§ Leestekst:
--

Zolang de mens zich tegen goede geestelijke beïnvloeding verzet, is zijn wezen ongedurig en bedrukt, korzelig en ontevreden of ook onverschillig, lichtzinnig, genotzuchtig en op aardse genoegens bedacht. Want hij doet niets om daartegen te vechten, omdat hij zijn wil overgeeft aan het werkzaam zijn van lage geestelijke krachten, die nu al het mogelijke doen om hem ver weg te houden van de invloed van goede geestelijke krachten. En daarom is het ook heel moeilijk om geestelijke kennis dichter bij zulke mensen te brengen. Wat nu afwijst, is de wil van deze slechte wezens, die de mens volledig beheersen en zodoende strijdt het boze in de mens tegen het goede, dat hem wil helpen. En deze strijd van het geestelijke is te herkennen aan grote innerlijke ontevredenheid.
Het is voor de mens wel duidelijk dat het geen volmaakte toestand is, waarin hij zich bevindt en toch is zijn wil te zwak om deze toestand op te heffen, zolang hij zijn wil aan de tegenstander overgeeft. En de strijd zal net zo lang aanhouden, totdat hij zich geheel aan de ene of aan de andere macht overgegeven heeft. Zich overgeven aan de goede geestelijke krachten brengt hem spoedig innerlijke vrede en een bewust streven naar God zal het gevolg zijn. Maar zich geheel aan de slechte krachten in eigendom geven, zal hem eveneens een aangenaam leven bezorgen, maar enkel in aardse zin, want nu vervult deze boze macht elk verlangen van de mens om hem ver weg te houden van geestelijke gedachten. De tegenstander vervult zijn aardse verlangens en bindt hem daardoor met sterke banden aan zichzelf vast.

--

[Regels met gegevens]
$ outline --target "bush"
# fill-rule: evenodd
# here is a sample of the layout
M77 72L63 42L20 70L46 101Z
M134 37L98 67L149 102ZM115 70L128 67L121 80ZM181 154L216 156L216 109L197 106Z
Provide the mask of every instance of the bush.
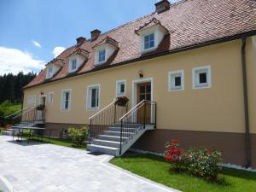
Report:
M166 150L164 156L166 160L172 163L175 172L182 172L187 169L188 158L184 149L180 148L177 139L172 140L166 144Z
M164 156L176 172L184 172L209 181L216 181L220 172L221 153L207 148L185 151L180 148L177 139L166 145Z
M69 127L67 130L67 134L74 147L79 148L82 146L83 142L88 137L88 128L87 126L83 126L81 129Z
M221 153L207 148L189 150L190 163L189 172L196 177L216 180L220 171Z

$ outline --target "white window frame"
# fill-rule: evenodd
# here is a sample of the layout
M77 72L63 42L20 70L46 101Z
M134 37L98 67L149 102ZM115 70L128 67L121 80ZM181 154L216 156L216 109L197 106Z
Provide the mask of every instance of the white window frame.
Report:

--

§ Te verrichten werk:
Kun je de leestekst over de strijd tussen goede en slechte geestelijke krachten in de mens voortzetten, te beginnen na de laatste zin? Het materiaal is afkomstig uit een andere bron.

§ Schriftelijk antwoord:
Het worstelen om zulke zielen is uiterst moeilijk en kan slechts dan succes opleveren, wanneer het de goede wezens lukt om in hen weerzin op te wekken tegen dat, waar ze hevig naar verlangen en de mens zodoende na begint te denken over de waarde of waardeloosheid van dat, wat hij bezit. Dan is er weer een mogelijkheid om via de gedachten op hem in te werken en begint de strijd tussen het zuivere en onzuivere geestelijke opnieuw.
Maar de mens leert de waardeloosheid van bezit pas dan kennen, wanneer hij ziet hoe snel dit kan vergaan. En daarom grijpt God Zelf vaak dan in, wanneer de intriges van de tegenstander gelukt zijn en hij het denken van de mens door en door materieel gevormd heeft. Dan stelt God Zijn wil daar tegenover en laat aan de vernietiging ten prooi vallen, wat het hart van de mens gevangenhoudt. Hij neemt de mensen het bezit op de meest verschillende manieren af, doordat Hij de natuurkrachten ertoe brengt om Zijn wil te gehoorzamen. Maar ook het werkzaam zijn van Satan zelf, die de mensen tot het verwoesten van scheppingswerken aanzet, wordt toch nog tot zegen voor de individuele mens, voor zover de mens het hem nu aangedane lijden voor een goddelijke beschikking houdt en zich berustend schikt en zodoende nu ook de waardeloosheid van aards bezit begint te beseffen.